• Referring expression data
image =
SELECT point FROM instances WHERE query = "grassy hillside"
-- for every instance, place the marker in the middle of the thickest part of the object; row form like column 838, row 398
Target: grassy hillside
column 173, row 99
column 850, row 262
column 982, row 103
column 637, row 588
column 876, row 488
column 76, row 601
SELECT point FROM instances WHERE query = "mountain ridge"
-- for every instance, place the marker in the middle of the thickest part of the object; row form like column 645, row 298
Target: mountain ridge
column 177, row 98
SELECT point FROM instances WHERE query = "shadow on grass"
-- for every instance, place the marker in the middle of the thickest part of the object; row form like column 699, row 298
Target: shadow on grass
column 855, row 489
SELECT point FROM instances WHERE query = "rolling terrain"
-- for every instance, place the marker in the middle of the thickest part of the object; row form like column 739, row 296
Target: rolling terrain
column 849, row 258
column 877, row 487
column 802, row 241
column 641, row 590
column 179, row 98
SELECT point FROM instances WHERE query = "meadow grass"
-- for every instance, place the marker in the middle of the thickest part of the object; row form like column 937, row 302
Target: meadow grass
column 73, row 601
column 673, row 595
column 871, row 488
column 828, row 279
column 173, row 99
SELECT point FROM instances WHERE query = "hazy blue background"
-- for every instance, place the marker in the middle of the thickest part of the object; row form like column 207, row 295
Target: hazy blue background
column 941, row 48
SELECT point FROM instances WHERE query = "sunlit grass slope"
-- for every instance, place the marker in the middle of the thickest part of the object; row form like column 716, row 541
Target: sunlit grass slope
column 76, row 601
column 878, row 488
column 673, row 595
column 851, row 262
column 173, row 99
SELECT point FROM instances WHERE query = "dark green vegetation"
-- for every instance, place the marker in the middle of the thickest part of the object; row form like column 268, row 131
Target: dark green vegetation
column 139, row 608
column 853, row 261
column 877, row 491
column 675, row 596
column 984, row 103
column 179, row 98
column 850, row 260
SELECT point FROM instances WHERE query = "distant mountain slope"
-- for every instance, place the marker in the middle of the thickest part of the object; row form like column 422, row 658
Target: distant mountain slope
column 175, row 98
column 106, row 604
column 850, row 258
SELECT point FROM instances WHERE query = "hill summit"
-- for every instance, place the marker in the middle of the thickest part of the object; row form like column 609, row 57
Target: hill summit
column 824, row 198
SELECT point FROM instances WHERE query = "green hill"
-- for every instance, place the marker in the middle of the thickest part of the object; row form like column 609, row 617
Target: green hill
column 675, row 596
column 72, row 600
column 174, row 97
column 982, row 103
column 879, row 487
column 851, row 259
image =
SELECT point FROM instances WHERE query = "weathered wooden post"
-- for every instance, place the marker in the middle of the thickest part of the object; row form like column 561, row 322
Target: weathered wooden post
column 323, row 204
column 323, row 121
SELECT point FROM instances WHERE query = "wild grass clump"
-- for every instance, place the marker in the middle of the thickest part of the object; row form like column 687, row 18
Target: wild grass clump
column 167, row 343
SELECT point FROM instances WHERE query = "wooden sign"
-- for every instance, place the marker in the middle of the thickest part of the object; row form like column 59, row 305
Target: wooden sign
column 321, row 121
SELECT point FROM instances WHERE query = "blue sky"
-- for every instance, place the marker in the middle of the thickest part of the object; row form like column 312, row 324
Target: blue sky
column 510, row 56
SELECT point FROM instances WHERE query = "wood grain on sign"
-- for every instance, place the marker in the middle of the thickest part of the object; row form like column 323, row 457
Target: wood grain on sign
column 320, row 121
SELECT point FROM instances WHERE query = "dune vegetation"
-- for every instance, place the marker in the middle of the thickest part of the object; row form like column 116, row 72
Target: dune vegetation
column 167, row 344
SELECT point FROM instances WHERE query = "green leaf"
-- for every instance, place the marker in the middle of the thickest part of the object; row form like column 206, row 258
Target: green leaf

• Aim of the exercise
Say how many lines in the data hold the string "leaf", and say nothing else.

• Your response
2